It gets rid of the Alt-Tab F5 dance when creating content.
Put wp in your PATH. For example:
$ ln -s /path/to/webpipe/wp.sh ~/bin/wp
Do one-time initialization of your ~/webpipe dir:
$ wp init
Create a convenience symlink for the R library:
$ ln -s /path/to/webpipe/webpipe.R ~/webpipe
The initial motivation for webpipe was to show R plots in a browser, avoiding the remote X11 protocol in favor of HTTP.
First start the renderer and server:
$ wp run
This creates a new "session", e.g. 2014-04-03. Files can be put in the
~/webpipe/input directory, and then they are rendered to HTML in the
~/webpipe/s/2014-02-17 directory.
Visit http://localhost:8989/ in your browser.
Then in R, make a plot using the the wrapper functions in webpipe.R:
$ R
...
> source('~/webpipe/webpipe.R')
>
> web.plot(1:10)
> web.hist(rnorm(10))
Instead of opening up an desktop window, the plot will be pushed to your browser via AJAX.
ggplot works easily as well:
> library(ggplot2)
> p = ggplot(mtcars, aes(wt, mpg)) + geom_point()
> web.plot(p)
You can also display files from the shell:
$ wp show mydata.csv
With no file, show reads from stdin.
$ ls -l | wp show
Use wp help to see more actions.
The renderer process is called xrender, which shells out to various plugins.
It understands .png files, plain text, HTML, and CSV files. (TODO: document
the full list)
You can publish entries to "shared hosting", so you don't have to keep your server up.

┄┄┄┄┄┄

What you will do –
1 - Repeat the passage of the webpipe instructions from "Put wp in your" up to and including "favor of HTTP.".
2 - Translate this sentence from the webpipe instructions into Spanish: "The initial motivation for webpipe was to show R plots in a browser, avoiding the remote X11 protocol in favor of HTTP."
3 - Answer these questions from the webpipe instructions.
(a) Which address should be visited in the browser?
(b) What is the renderer process called?
(c) Where does show read from when no file is given?

Data supplied –
┄┄┄┄┄┄

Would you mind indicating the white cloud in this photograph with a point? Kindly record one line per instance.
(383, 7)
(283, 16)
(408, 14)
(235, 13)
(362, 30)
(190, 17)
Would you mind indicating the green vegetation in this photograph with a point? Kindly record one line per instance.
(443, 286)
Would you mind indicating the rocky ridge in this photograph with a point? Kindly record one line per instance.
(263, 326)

┄┄┄┄┄┄

The replies –
1 -
Put wp in your PATH. For example:
$ ln -s /path/to/webpipe/wp.sh ~/bin/wp
Do one-time initialization of your ~/webpipe dir:
$ wp init
Create a convenience symlink for the R library:
$ ln -s /path/to/webpipe/webpipe.R ~/webpipe
The initial motivation for webpipe was to show R plots in a browser, avoiding the remote X11 protocol in favor of HTTP.

2 - La motivación inicial de webpipe fue mostrar gráficos de R en un navegador, evitando el protocolo remoto X11 en favor de HTTP.

3 -
(a) http://localhost:8989/
(b) xrender
(c) stdin